►
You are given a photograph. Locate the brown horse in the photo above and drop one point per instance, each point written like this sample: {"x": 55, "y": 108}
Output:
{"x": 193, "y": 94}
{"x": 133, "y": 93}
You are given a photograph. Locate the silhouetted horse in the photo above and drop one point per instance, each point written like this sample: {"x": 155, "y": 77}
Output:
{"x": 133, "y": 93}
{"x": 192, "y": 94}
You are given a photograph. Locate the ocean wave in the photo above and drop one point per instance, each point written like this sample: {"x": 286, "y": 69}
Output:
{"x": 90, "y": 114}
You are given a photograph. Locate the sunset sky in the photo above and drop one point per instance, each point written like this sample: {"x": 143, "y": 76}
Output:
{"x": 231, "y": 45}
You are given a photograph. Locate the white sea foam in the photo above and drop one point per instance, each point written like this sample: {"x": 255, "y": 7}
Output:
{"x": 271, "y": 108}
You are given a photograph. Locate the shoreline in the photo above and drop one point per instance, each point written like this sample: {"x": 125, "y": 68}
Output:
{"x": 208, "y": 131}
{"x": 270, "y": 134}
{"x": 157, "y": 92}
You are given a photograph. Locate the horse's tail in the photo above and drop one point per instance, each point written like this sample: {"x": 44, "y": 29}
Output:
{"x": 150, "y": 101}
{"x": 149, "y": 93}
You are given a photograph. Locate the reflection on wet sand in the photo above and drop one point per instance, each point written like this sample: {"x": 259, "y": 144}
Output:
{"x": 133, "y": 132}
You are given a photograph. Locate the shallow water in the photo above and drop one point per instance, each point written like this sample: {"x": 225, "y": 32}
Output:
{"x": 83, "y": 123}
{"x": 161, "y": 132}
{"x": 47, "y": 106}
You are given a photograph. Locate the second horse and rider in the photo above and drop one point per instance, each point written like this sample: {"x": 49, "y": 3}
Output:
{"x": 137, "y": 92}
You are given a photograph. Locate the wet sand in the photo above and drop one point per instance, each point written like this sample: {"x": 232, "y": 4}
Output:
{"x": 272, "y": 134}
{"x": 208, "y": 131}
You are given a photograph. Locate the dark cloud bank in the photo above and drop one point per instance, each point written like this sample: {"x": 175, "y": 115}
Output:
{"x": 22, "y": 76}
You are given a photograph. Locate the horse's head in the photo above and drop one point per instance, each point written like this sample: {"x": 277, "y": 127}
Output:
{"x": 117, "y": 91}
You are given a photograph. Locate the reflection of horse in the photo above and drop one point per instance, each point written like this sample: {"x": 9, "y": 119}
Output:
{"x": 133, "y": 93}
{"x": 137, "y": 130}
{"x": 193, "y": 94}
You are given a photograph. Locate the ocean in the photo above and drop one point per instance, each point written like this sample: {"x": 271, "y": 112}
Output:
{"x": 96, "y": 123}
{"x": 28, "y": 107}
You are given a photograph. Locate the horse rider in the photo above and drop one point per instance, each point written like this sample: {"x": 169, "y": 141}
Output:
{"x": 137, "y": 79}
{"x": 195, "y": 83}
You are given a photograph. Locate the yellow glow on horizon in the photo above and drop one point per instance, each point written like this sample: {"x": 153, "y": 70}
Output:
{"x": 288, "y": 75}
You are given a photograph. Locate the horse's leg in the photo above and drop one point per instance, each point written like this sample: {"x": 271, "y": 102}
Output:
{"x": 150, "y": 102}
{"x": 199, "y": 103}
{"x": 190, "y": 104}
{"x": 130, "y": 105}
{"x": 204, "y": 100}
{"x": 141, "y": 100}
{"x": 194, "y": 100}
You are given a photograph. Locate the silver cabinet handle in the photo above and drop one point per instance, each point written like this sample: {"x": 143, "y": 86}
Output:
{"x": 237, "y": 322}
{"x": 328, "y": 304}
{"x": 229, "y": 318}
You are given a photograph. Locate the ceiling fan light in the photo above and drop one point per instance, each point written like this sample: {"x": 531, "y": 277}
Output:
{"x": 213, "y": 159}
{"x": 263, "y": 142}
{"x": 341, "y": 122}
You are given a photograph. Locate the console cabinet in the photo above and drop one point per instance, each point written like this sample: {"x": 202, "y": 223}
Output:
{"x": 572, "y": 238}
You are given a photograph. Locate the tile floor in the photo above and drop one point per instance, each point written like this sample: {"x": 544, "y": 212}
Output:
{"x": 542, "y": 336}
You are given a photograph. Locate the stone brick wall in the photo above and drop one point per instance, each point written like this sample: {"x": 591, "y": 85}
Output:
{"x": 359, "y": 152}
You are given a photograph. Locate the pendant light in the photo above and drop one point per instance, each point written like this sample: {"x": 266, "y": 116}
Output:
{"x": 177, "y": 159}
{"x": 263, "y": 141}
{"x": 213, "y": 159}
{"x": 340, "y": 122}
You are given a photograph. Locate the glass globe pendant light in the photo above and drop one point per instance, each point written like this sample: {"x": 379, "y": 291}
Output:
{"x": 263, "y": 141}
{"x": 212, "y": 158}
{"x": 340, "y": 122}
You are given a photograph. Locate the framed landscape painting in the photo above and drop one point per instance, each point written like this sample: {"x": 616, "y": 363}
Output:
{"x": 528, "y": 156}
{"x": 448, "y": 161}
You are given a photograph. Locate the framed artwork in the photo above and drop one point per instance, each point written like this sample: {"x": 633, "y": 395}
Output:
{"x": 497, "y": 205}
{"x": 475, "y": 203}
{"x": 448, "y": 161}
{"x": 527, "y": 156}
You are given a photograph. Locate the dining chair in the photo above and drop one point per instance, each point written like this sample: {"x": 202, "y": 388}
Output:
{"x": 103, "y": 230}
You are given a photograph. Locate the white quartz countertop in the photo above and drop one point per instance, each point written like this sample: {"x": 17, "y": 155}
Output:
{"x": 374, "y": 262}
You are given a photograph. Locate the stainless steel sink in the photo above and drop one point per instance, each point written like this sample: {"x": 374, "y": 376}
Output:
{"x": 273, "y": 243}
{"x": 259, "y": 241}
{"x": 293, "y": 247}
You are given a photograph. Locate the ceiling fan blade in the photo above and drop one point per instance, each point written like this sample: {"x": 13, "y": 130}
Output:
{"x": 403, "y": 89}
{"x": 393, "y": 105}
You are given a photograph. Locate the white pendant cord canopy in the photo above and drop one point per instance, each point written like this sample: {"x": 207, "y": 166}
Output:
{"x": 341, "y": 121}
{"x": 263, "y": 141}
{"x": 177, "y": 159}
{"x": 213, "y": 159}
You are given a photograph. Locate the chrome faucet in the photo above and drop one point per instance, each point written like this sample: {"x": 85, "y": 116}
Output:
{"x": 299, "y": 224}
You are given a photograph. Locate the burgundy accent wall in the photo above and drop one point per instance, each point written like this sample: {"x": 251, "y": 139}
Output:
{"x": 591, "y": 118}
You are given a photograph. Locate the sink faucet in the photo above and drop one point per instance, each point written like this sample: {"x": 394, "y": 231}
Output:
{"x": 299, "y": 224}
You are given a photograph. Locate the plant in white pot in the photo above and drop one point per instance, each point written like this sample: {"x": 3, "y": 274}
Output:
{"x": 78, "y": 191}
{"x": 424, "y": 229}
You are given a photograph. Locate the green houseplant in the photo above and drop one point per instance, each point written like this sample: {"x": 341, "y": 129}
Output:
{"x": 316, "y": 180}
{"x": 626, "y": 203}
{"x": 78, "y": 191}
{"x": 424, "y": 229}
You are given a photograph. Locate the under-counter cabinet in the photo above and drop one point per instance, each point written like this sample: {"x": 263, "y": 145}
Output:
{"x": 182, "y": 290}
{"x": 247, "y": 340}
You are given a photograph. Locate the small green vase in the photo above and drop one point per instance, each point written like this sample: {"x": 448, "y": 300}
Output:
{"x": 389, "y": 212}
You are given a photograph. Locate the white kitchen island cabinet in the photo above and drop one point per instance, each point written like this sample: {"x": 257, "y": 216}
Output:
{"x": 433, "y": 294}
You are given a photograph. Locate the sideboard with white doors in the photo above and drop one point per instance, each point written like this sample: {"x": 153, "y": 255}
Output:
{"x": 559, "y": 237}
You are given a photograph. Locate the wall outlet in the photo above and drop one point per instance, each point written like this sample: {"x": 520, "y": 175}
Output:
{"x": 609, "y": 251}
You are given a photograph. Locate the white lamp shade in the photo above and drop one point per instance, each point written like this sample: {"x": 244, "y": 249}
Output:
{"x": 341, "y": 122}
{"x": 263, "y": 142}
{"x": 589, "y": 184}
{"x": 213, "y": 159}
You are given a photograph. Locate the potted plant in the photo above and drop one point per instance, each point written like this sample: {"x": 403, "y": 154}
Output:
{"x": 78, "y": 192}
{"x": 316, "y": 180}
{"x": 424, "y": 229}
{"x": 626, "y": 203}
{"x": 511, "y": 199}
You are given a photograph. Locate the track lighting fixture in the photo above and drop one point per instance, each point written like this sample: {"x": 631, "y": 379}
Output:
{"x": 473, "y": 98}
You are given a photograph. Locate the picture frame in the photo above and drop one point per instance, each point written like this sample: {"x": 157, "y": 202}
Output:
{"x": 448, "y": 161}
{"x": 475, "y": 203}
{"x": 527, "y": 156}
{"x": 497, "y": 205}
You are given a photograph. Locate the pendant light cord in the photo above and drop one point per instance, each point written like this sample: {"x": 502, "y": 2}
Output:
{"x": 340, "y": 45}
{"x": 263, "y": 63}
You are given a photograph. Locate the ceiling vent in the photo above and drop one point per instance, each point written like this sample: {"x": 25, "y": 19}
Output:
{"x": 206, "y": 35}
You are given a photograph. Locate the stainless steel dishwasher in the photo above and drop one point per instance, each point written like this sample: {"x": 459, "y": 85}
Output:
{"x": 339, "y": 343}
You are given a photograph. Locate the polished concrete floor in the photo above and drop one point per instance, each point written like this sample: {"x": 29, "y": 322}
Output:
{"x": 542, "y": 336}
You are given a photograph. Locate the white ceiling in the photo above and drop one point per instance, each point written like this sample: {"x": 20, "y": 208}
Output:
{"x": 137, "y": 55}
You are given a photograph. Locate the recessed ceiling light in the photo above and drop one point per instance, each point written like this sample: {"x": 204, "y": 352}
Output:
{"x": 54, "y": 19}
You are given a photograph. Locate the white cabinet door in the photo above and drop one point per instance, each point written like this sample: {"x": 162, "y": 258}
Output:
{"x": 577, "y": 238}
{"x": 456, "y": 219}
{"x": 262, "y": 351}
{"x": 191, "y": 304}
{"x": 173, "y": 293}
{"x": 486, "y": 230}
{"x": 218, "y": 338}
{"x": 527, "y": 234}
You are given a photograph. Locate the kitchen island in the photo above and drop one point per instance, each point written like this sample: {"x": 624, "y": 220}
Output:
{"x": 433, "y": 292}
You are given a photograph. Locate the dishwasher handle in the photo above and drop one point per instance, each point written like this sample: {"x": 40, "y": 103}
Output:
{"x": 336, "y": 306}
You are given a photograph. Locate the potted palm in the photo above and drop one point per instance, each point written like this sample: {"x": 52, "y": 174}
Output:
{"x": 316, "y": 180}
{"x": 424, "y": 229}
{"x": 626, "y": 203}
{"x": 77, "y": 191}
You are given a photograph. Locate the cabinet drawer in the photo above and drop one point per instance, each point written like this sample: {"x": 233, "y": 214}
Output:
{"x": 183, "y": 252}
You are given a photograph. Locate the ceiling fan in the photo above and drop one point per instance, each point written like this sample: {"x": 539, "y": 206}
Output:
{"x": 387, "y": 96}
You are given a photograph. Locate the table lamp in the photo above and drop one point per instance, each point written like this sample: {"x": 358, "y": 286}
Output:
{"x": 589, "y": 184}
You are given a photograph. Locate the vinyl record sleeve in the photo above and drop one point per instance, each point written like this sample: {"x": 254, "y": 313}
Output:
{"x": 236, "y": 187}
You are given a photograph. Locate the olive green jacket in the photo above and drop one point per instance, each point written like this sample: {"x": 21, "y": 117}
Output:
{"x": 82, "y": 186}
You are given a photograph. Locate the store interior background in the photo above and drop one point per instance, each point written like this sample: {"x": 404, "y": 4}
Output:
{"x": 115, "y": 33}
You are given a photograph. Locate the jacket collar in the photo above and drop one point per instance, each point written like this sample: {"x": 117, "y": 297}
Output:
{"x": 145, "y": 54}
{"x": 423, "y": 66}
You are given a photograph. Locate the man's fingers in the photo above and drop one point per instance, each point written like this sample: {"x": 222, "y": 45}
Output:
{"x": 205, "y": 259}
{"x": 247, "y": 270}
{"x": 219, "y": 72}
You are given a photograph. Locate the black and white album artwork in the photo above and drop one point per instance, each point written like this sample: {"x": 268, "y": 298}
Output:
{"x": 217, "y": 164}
◄
• _THE EXERCISE_: Quote, word for word, every line starting at the one that contains "You are given a photograph. Locate the vinyl" and ending with the final line of the entries.

• _ANSWER TO THIS PROBLEM_:
You are given a photograph. Locate the vinyl record sleeve in the photo above and drop one point per instance, each point written like this sample: {"x": 254, "y": 313}
Output:
{"x": 236, "y": 187}
You are given a photograph. Locate the olive green jacket in the photo above and drop one point per instance, each point written like this sample: {"x": 21, "y": 117}
Output:
{"x": 82, "y": 186}
You are given a photograph. Locate the store interior background in the photo above and drop one point per instance, each point written like this sample: {"x": 404, "y": 4}
Output:
{"x": 115, "y": 33}
You are given a photograph. Locate the jacket collar in the photo above and drop one point per instance, each point written like this sample: {"x": 117, "y": 297}
Output:
{"x": 145, "y": 54}
{"x": 423, "y": 66}
You are given a photograph. Locate the man's fingers in the photo above and drop one point per instance, each point written like this sample: {"x": 222, "y": 45}
Output:
{"x": 205, "y": 259}
{"x": 247, "y": 270}
{"x": 219, "y": 72}
You are given a photograph. Locate the black and white album artwork in the photo above and drop one point per instance, each point written like this sample: {"x": 268, "y": 298}
Output:
{"x": 217, "y": 164}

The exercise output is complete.